■ **Provided passage**
┌──

Appearance is everything, and at this moment Kerry has been able to project his image the way he wants while ripping into Bush's basically unopposed for several months. Wait till Kerry's voting record shows up on TV spots, things like voting against Gulf War 1 are going to surprise a lot of voters, and I dont doubt Rove will time it well.
What? From MSNBC.com, July 20:
"Bush spent roughly $164 million on his re-election effort through June, including about $12 million last month and $114 million from March through June. [...] Bush's biggest expenses included ads, which accounted for roughly $3 million last month and at least $84 million overall; mail-related costs such as printing, postage and mailing lists, about $4 million in June and $32 million overall; and staff pay, consultants and related personnel costs, about $2 million in June and roughly $15 million total."
Kerry has NOT been unopposed, and the vast majority of those Bush ads have been negative, and focused on things just like those you mention. Similarly, Bush and Cheney and various substitutes, including a lot of talking heads have been hammering on exactly those points.
So, Kerry is where he is over a pretty vigorous attack campaign from Bush. No doubt it will get more intense, but it's just plain not true that there's been no opposition.posted by: paperwight on 07.30.04 at 12:21 PM [permalink]
The WSJ claims that
'By spending some $2.3 million on television advertising over the last five months, John Kerry has fought George Bush to a near-draw in Seattle as he courts affluent suburbanites who share his social liberalism but lean toward Republicans on taxes and trade.'
Kerry is at a near draw with Bush in Seattle ? If Kerry can't win the liberal Seattle, he would be in bad trouble in Washington or countrywide. The polls I've seen show him leading by a few points 5-6 or so in Washington. How can be at a near-draw in Seattle ?

└──

■ **Tasks to perform**
(1) Decide whether each statement agrees with the campaign discussion above. For each, answer yes or no and quote the words that settle it.
(a) Bush's ads accounted for at least $84 million of his overall spending.
(b) The commenter paperwight says Kerry has been unopposed.
(c) According to the WSJ, Kerry has pulled clearly ahead of Bush in Seattle.
(2) Retype the part of the campaign discussion above that opens with the words containing "Appearance is everything, and" and closes with "time it well.", changing nothing.

■ **Recorded information**
┌──

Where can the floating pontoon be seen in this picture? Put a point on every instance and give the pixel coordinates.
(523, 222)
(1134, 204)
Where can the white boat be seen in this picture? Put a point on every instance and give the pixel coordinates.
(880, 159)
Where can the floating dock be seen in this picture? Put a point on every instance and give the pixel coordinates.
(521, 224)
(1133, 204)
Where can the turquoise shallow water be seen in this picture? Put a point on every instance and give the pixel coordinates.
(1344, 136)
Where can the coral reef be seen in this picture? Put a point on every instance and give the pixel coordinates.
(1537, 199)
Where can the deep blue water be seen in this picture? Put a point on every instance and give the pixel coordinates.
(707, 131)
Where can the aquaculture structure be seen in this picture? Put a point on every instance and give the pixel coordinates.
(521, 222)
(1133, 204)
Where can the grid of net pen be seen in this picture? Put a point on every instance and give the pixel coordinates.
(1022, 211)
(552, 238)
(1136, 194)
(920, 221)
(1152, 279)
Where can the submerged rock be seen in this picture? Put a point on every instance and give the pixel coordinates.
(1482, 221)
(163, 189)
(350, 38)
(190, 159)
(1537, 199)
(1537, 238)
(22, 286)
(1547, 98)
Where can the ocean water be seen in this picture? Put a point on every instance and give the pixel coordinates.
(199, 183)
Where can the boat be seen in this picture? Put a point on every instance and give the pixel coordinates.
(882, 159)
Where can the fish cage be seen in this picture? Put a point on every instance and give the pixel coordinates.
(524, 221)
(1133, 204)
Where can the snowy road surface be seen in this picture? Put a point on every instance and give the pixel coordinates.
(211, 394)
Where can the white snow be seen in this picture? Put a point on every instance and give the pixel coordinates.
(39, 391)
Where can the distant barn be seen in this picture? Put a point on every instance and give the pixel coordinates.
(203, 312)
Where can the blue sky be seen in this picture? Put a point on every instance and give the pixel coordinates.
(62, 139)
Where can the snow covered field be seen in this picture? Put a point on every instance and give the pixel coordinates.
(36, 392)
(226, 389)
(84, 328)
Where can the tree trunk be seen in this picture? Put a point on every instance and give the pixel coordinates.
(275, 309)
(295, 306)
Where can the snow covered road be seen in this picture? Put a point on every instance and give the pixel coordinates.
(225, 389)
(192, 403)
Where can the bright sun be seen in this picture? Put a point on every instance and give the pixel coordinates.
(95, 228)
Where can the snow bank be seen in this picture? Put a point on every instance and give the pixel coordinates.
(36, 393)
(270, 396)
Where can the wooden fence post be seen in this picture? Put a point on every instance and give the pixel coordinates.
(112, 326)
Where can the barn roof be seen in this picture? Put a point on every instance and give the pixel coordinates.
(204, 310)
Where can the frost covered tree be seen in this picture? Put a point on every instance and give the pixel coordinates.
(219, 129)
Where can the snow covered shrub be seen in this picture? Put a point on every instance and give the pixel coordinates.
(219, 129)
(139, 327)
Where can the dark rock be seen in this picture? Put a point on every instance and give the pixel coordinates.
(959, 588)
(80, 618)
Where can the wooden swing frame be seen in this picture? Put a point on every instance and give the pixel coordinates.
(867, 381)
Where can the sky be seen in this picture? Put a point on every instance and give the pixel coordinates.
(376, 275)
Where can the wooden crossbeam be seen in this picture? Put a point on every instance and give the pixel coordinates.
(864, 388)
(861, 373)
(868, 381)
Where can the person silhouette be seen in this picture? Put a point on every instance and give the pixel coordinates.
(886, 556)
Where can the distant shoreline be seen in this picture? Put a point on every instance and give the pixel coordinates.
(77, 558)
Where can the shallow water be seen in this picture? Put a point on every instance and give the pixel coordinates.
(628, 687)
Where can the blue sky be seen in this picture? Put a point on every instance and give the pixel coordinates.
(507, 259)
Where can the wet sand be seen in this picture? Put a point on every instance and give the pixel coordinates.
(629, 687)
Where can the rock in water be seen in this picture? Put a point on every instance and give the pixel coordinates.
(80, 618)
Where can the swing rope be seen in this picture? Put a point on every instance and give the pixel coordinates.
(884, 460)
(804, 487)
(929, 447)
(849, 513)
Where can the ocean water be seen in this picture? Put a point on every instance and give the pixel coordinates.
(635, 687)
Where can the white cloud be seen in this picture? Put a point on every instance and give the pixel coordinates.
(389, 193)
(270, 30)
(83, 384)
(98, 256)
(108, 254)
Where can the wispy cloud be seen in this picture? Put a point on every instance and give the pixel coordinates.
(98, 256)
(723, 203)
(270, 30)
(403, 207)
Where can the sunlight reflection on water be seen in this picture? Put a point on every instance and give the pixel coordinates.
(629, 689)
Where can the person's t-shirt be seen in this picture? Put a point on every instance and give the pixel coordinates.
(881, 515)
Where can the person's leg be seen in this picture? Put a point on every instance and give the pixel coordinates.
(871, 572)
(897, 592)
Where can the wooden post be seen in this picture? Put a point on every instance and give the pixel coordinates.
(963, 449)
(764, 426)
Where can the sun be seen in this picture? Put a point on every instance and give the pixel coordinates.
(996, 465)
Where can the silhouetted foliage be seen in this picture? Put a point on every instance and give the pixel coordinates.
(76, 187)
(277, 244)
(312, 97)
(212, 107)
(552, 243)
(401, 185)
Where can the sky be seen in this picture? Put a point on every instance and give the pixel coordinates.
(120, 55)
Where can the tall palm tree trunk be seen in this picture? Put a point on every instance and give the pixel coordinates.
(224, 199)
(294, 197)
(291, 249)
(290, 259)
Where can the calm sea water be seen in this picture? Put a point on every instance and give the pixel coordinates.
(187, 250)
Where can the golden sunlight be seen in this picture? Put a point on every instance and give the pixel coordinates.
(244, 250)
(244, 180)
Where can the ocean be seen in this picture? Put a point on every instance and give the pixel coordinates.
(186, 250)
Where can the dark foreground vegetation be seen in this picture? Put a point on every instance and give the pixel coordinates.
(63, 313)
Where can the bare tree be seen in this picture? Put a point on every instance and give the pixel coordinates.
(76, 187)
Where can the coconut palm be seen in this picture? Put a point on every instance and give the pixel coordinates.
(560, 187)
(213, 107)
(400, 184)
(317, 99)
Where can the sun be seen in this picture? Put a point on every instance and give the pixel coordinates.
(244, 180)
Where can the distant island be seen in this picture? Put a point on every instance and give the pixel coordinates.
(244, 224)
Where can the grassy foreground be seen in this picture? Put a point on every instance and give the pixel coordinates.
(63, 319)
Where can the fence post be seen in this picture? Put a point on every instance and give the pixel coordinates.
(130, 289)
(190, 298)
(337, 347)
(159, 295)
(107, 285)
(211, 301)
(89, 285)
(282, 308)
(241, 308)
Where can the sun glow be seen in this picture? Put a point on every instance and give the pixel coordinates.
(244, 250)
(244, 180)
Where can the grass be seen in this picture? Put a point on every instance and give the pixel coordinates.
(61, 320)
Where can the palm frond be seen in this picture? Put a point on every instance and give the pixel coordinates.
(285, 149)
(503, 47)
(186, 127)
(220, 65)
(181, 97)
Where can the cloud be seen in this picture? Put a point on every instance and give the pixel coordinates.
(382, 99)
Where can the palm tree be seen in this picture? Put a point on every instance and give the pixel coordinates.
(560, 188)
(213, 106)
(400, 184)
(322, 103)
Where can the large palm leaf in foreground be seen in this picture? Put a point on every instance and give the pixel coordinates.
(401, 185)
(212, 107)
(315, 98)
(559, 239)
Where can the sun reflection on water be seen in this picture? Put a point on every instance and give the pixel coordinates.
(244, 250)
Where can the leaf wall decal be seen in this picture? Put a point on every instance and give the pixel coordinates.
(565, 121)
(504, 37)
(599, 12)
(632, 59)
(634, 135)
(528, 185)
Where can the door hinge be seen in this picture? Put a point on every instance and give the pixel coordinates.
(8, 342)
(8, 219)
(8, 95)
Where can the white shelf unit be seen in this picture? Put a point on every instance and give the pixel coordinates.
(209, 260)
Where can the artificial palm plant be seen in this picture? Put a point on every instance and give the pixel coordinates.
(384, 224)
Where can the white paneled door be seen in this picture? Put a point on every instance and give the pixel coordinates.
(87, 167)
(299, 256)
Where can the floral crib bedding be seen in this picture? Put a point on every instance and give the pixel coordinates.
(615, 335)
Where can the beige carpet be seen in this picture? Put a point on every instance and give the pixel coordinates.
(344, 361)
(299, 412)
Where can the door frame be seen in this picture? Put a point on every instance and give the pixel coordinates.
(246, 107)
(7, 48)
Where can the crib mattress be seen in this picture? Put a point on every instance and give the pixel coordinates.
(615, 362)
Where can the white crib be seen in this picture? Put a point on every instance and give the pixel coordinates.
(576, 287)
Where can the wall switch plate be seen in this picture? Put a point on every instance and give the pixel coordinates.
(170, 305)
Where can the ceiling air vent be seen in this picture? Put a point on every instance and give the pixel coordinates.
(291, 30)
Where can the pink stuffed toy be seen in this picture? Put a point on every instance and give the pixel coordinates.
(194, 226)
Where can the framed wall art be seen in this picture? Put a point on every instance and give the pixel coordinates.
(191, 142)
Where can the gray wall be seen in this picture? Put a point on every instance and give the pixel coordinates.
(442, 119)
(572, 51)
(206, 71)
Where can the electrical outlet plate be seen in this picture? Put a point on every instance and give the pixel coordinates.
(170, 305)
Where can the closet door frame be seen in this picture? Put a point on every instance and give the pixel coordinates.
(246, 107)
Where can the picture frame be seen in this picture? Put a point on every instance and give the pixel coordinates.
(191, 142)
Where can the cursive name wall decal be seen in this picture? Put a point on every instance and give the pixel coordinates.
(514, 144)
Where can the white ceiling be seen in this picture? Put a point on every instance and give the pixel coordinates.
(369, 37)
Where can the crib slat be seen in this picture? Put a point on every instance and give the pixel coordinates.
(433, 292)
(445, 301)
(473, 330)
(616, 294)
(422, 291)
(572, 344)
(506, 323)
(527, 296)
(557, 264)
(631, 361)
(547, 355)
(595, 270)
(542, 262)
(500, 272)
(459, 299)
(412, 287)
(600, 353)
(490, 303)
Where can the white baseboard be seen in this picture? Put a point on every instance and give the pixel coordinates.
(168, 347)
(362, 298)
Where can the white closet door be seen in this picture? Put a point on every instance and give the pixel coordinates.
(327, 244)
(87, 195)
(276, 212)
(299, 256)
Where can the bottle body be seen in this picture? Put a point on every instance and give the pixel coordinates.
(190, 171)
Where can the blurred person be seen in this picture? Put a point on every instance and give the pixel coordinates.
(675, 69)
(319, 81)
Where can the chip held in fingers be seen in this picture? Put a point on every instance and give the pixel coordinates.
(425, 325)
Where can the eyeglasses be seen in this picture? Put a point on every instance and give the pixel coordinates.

└──

■ **Outputs for the tasks**
(1)
(a) Yes: "at least $84 million overall"
(b) No: "Kerry has NOT been unopposed"
(c) No: "fought George Bush to a near-draw in Seattle"

(2)
Appearance is everything, and at this moment Kerry has been able to project his image the way he wants while ripping into Bush's basically unopposed for several months. Wait till Kerry's voting record shows up on TV spots, things like voting against Gulf War 1 are going to surprise a lot of voters, and I dont doubt Rove will time it well.